What to produce: Write down every entry below once more, exactly.

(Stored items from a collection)
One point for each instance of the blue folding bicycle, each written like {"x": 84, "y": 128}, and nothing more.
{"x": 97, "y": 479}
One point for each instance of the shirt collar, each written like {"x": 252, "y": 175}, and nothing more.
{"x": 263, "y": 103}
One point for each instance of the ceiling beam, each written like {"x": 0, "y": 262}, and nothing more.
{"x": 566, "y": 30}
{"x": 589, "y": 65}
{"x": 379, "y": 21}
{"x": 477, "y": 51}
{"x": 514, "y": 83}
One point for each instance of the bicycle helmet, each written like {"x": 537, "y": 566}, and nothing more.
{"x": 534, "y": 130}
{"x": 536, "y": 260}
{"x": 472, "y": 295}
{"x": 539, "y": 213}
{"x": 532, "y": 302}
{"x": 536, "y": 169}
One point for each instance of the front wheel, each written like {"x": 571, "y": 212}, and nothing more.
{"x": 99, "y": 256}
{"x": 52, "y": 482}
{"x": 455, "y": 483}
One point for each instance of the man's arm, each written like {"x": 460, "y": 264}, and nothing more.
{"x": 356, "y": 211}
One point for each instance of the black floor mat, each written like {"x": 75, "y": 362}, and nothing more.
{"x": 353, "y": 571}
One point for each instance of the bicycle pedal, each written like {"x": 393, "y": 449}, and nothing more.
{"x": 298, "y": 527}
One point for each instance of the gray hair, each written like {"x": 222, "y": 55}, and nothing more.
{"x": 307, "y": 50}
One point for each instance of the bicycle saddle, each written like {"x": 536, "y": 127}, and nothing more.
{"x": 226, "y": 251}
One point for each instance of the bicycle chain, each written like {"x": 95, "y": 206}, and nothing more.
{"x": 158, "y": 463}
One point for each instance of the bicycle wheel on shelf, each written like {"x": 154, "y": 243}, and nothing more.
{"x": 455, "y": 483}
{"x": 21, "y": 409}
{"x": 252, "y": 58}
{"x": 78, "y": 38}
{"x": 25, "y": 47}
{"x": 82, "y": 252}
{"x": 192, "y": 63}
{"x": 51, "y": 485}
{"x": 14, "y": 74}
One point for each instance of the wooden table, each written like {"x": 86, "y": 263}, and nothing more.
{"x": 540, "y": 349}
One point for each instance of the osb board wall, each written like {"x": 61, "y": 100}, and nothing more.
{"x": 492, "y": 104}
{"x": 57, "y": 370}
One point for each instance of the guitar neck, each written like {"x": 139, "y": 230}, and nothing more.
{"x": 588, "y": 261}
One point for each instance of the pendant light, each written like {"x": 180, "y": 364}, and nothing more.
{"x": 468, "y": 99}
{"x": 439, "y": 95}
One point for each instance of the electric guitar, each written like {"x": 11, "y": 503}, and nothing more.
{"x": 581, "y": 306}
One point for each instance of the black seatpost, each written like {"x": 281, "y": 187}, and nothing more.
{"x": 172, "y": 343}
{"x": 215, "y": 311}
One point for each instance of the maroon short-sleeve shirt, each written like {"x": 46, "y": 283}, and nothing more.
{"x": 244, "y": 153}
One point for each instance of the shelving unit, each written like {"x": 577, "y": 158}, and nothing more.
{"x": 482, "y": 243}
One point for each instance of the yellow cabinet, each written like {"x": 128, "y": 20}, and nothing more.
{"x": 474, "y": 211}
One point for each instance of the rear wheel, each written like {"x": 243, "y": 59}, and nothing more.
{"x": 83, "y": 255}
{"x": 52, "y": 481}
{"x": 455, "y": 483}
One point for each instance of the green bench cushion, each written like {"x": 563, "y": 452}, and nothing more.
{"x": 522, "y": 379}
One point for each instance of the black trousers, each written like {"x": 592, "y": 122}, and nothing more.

Response box:
One point for each instance of the blue folding bicycle, each written like {"x": 84, "y": 128}, and nothing more.
{"x": 97, "y": 479}
One point for each instance of the shirt collar, each written like {"x": 252, "y": 175}, and nothing more.
{"x": 263, "y": 103}
One point for each instance of the ceiling beam, each written like {"x": 0, "y": 262}, and nothing more.
{"x": 566, "y": 30}
{"x": 589, "y": 65}
{"x": 379, "y": 21}
{"x": 477, "y": 51}
{"x": 514, "y": 83}
One point for each instance of the bicycle helmet, each written like {"x": 537, "y": 566}, and nothing more.
{"x": 534, "y": 130}
{"x": 536, "y": 260}
{"x": 472, "y": 295}
{"x": 539, "y": 213}
{"x": 532, "y": 302}
{"x": 536, "y": 169}
One point for each instance of the front wheel, each written like {"x": 571, "y": 212}, and nothing more.
{"x": 99, "y": 256}
{"x": 52, "y": 482}
{"x": 455, "y": 483}
One point for each instance of the man's arm, each written like {"x": 460, "y": 264}, and nothing more.
{"x": 356, "y": 211}
One point for each instance of the black floor mat, each written like {"x": 75, "y": 362}, and nothing more.
{"x": 353, "y": 571}
One point for each instance of the bicycle pedal, each written like {"x": 393, "y": 449}, and nothing more.
{"x": 298, "y": 527}
One point for each instance of the gray hair, each written like {"x": 222, "y": 55}, and nothing more.
{"x": 307, "y": 50}
One point for each instance of the bicycle saddle, each written like {"x": 536, "y": 127}, and nothing more.
{"x": 226, "y": 251}
One point for each instance of the bicycle chain, each written like {"x": 95, "y": 206}, and nothing more.
{"x": 158, "y": 463}
One point for each instance of the bicycle wheel on shelf, each written like {"x": 154, "y": 243}, and nothing more.
{"x": 455, "y": 483}
{"x": 21, "y": 409}
{"x": 252, "y": 58}
{"x": 78, "y": 38}
{"x": 25, "y": 47}
{"x": 82, "y": 252}
{"x": 192, "y": 63}
{"x": 51, "y": 485}
{"x": 14, "y": 74}
One point for each instance of the wooden table, each written like {"x": 86, "y": 263}, and nothing more.
{"x": 540, "y": 349}
One point for each instance of the osb board wall, each written like {"x": 61, "y": 100}, and nothing more.
{"x": 492, "y": 104}
{"x": 57, "y": 370}
One point for each instance of the guitar neck, each written like {"x": 139, "y": 230}, and nothing more.
{"x": 588, "y": 261}
One point for each instance of the pendant light, each written like {"x": 180, "y": 364}, and nothing more.
{"x": 468, "y": 99}
{"x": 439, "y": 95}
One point for each instance of the electric guitar, each written like {"x": 11, "y": 503}, and nothing more.
{"x": 581, "y": 306}
One point for each instance of the black seatpost, each written like {"x": 281, "y": 187}, and nothing more.
{"x": 172, "y": 343}
{"x": 215, "y": 311}
One point for each instance of the maroon short-sleeve shirt, each written like {"x": 46, "y": 283}, and nothing more.
{"x": 244, "y": 153}
One point for each instance of the shelving unit, each written like {"x": 577, "y": 158}, and nothing more.
{"x": 482, "y": 243}
One point for each instance of the yellow cabinet, each written like {"x": 128, "y": 20}, and nothing more.
{"x": 474, "y": 211}
One point for each instance of the rear wheel, each written like {"x": 243, "y": 59}, and nothing more.
{"x": 83, "y": 255}
{"x": 52, "y": 481}
{"x": 455, "y": 483}
One point for each instance of the green bench cushion, each written like {"x": 563, "y": 452}, and nothing more.
{"x": 522, "y": 379}
One point for each instance of the black trousers, each written like {"x": 592, "y": 122}, and nothing more.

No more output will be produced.